Directions | In the entries below, copy only the lines from the one that contains "Query: pink reflection inside droplet" through the last line, exactly, and omit any pictures.

[Point localization data]
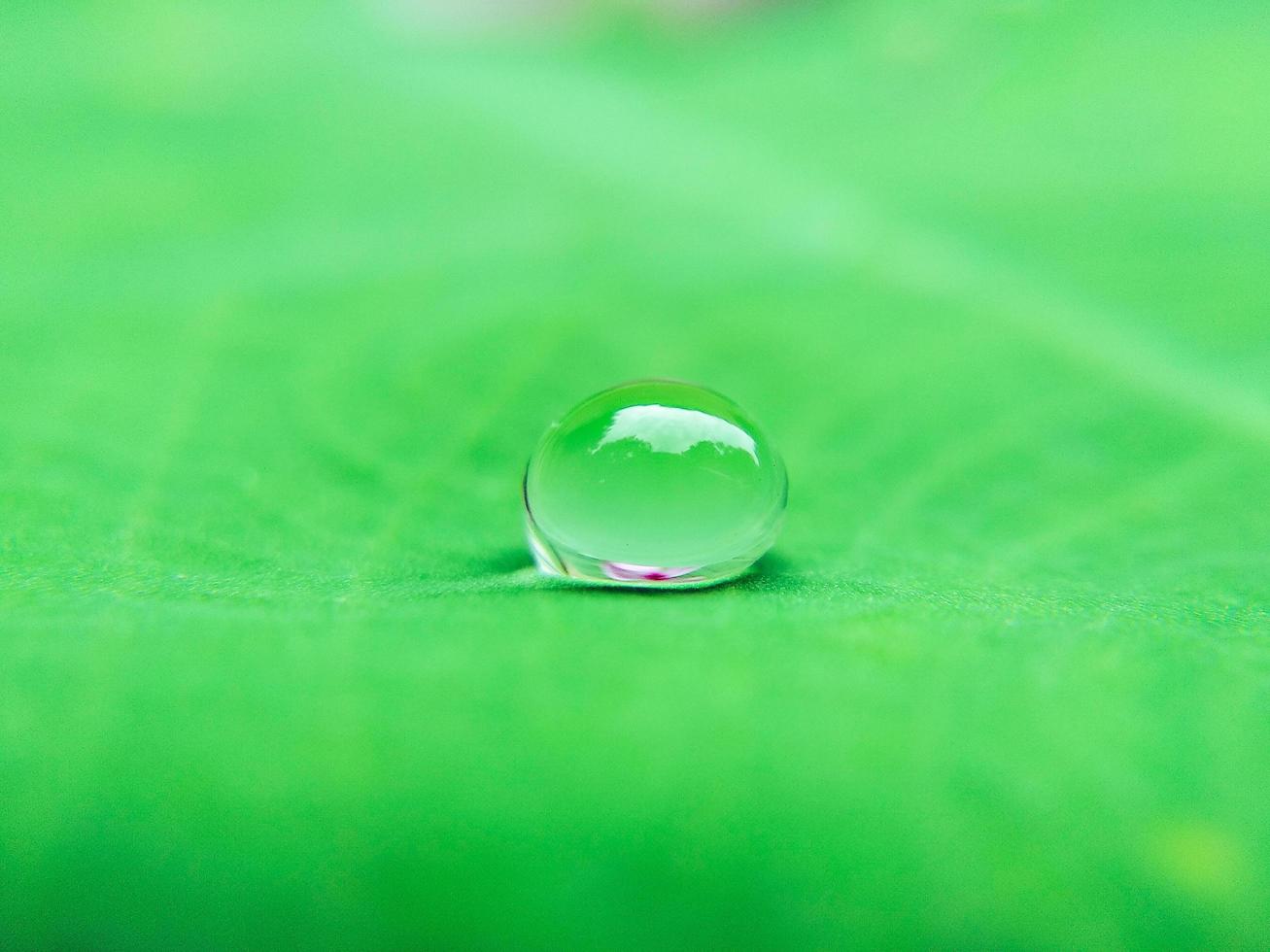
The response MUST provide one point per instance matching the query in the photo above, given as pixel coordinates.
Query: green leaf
(288, 294)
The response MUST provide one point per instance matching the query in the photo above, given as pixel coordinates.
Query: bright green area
(658, 474)
(290, 290)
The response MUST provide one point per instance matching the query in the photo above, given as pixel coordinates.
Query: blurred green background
(289, 290)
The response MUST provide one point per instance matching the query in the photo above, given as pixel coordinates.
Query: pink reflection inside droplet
(624, 571)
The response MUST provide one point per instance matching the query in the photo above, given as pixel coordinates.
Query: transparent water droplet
(653, 484)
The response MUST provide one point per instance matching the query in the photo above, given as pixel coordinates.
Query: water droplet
(653, 484)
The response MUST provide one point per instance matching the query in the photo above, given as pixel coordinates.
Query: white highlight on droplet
(672, 429)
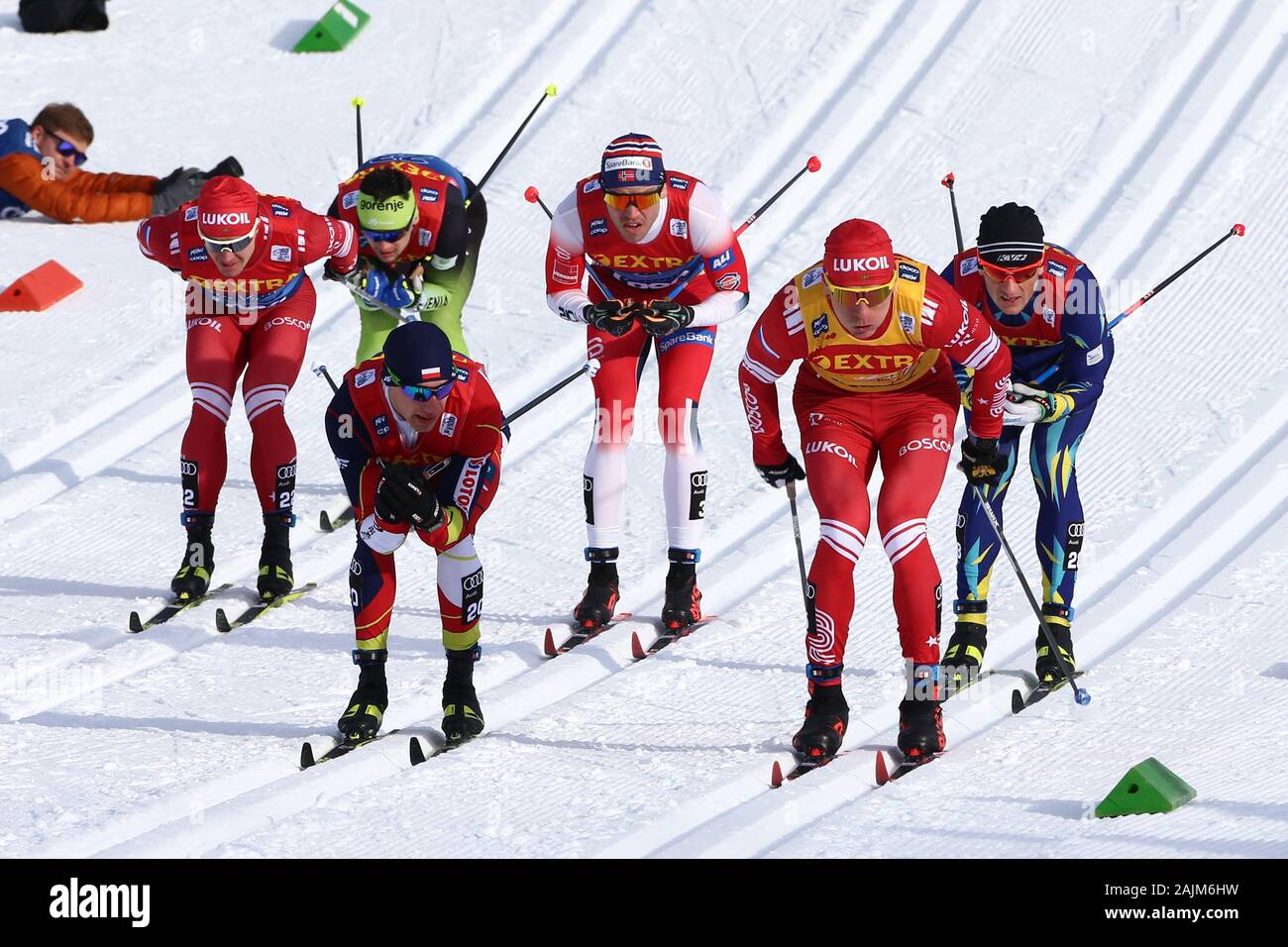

Answer for this exercise |
Query: pink reflection inside droplet
(624, 571)
The response MUST provide one point per instance matching the query in the photo above, given as pixel coordinates.
Query: transparent water droplet
(653, 484)
The response MUST provide one point per instance matching the query in the photo above, given as pixel coordinates.
Query: water droplet
(653, 484)
The response MUST provide one point per instance matching the query in the photo above, given as pixel coordinates.
Query: white highlight on droplet
(672, 429)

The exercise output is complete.